-- start of EXTRACTED TEXT --
The lines below might hint at the cause of the crash.
You may get help by asking at the ROOT forum http://root.cern.ch/forum
Only if you are really convinced it is a bug in ROOT then please submit a
report at http://root.cern.ch/bugs Please post the ENTIRE stack trace
from above as an attachment in addition to anything else
that might help us fixing this issue.
===========================================================
#5  0x00002aaab7413438 in TRestG4Metadata::ReadStorage() () from /LUSTRE/home/zar30002/opt/REST/REST_dev/install/lib/libRestMetadata.so
#6  0x00002aaab741a920 in TRestG4Metadata::InitFromConfigFile() () from /LUSTRE/home/zar30002/opt/REST/REST_dev/install/lib/libRestMetadata.so
#7  0x00002aaab771ce9c in TRestMetadata::LoadConfigFromFile(TiXmlElement*, TiXmlElement*, std::vector<TiXmlElement*, std::allocator<TiXmlElement*> >) () from /LUSTRE/home/zar30002/opt/REST/REST_dev/install/lib/libRestCore.so
#8  0x00002aaab77232de in TRestMetadata::LoadConfigFromFile(std::__cxx11::basic_string<char, std::char_traits<char>, std::allocator<char> >, std::__cxx11::basic_string<char, std::char_traits<char>, std::allocator<char> >) () from /LUSTRE/home/zar30002/opt/REST/REST_dev/install/lib/libRestCore.so
#9  0x00002aaab741d1d1 in TRestG4Metadata::TRestG4Metadata(char*, std::__cxx11::basic_string<char, std::char_traits<char>, std::allocator<char> >) () from /LUSTRE/home/zar30002/opt/REST/REST_dev/install/lib/libRestMetadata.so
#10 0x000000000041aa89 in main ()
===========================================================

Thanks.
-- end of EXTRACTED TEXT --
TASKS TO COMPLETE »
(A) According to the ROOT crash report, where should a report be submitted by someone who is really convinced the crash is a bug in ROOT?
(B) Using the ROOT crash report, explain why the stack trace lines are printed.
(C) Continue the ROOT crash report from the point where it ends.
-- start of EXCERPTED RECORDS --
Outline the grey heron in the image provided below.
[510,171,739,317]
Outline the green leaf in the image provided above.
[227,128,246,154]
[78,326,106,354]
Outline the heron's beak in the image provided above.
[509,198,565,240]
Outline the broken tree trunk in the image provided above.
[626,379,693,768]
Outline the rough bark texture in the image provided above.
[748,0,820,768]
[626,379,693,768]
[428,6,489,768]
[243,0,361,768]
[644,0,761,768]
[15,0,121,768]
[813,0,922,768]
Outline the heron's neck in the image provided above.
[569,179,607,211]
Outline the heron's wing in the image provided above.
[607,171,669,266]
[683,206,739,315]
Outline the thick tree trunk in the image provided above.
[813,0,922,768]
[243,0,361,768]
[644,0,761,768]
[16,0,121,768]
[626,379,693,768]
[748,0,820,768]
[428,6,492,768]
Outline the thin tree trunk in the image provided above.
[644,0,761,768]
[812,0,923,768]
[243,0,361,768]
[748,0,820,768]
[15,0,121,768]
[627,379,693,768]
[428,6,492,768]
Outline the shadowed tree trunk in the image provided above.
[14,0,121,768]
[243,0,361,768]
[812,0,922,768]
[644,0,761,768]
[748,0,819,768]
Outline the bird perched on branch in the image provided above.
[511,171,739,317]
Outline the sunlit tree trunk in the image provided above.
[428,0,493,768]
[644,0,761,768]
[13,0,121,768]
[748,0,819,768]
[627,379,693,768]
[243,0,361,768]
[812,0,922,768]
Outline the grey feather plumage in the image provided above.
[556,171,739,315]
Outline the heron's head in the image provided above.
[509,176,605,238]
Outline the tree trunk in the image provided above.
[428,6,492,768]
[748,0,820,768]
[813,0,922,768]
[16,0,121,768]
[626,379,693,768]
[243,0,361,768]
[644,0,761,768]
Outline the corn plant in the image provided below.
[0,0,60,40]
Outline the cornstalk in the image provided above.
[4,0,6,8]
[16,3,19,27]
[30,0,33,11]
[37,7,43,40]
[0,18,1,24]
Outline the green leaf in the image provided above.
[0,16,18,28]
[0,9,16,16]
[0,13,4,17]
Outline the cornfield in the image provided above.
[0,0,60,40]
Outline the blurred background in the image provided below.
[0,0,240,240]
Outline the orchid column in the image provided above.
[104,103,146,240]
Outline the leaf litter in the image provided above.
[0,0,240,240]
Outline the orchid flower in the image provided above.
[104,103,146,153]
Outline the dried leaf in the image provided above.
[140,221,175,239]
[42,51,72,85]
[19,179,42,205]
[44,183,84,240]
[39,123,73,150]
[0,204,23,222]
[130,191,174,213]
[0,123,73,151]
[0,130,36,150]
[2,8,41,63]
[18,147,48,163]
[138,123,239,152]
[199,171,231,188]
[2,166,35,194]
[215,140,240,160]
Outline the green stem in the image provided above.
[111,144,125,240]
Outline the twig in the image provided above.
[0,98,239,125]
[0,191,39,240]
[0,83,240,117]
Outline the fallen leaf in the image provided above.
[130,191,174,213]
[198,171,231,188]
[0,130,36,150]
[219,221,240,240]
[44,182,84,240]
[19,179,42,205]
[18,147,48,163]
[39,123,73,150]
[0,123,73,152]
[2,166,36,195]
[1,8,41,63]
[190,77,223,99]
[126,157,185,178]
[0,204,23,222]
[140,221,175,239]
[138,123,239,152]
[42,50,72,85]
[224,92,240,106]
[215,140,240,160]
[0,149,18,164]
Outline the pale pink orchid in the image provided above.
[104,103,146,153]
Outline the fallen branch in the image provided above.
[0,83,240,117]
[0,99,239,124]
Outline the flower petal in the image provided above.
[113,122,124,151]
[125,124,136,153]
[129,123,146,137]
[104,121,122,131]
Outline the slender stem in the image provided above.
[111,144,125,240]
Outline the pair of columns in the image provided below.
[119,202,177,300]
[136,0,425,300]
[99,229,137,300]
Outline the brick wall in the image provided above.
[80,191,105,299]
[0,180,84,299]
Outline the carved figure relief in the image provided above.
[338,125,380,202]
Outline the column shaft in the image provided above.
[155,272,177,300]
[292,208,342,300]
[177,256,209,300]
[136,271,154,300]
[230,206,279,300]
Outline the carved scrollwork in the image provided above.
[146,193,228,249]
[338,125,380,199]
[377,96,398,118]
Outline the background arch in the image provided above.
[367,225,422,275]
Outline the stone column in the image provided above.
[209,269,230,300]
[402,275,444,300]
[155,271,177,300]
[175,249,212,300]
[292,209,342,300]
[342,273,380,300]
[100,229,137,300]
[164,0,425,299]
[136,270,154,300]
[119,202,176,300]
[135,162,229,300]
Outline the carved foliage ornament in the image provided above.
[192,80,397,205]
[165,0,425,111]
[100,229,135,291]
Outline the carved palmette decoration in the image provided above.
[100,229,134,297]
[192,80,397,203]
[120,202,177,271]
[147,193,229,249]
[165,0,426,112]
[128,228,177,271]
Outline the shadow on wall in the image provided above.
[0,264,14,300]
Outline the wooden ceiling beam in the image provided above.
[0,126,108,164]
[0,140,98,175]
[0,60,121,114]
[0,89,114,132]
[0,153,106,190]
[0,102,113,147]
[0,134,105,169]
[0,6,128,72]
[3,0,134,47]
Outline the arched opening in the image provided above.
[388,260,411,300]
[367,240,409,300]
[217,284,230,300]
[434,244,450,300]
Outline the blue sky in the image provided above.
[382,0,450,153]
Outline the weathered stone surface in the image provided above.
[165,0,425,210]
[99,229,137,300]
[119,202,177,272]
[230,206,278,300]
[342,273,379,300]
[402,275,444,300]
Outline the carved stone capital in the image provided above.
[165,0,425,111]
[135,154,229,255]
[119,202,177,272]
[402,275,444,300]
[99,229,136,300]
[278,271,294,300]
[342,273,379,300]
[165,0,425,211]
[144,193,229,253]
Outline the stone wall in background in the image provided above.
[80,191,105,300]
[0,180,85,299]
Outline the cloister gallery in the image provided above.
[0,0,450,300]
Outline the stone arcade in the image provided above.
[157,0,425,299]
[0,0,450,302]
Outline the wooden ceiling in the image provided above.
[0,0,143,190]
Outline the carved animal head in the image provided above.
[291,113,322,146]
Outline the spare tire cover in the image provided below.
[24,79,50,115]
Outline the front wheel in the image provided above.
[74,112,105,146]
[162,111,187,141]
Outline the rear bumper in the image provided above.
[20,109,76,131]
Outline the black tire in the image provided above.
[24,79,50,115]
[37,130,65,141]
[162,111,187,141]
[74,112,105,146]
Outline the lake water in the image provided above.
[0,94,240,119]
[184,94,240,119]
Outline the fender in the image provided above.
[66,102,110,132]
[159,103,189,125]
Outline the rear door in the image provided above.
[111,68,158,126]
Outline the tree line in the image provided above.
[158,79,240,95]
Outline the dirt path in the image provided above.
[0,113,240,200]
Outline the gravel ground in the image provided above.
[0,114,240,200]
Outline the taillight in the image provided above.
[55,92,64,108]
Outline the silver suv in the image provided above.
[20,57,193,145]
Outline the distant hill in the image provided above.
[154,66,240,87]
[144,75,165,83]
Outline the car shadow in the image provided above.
-- end of EXCERPTED RECORDS --
RESULTS OF THE EXERCISE »
(A) At http://root.cern.ch/bugs

(B) They are printed because they might hint at the cause of the crash.

(C)
Looks like it is because another job is writing this gdml file. Can you try to wait 1~2 seconds before submitting the next job? Then I guess the error will gone.

In principle one could define a starting time using the slurm batch system using something like:

#SBATCH --begin=now+15

where 15 is the number of seconds. I use a script to generate a different value for each one.

However, sometimes I believe if the batch system is saturated and jobs are pending they might be sent in parallel anyway.

I was trying to find a way to lock the file and unlock once is finished. For GDML perhaps it could be solved adding a prefix with the runNumber.

However, we face another problem if we wish to use auto flag into the runNumber. We also access simultaneously to the runNumber. A straight forward solution is to specify manually the runNumber, but it would be interesting if it exists a way to block access. I believe semaphores would do it.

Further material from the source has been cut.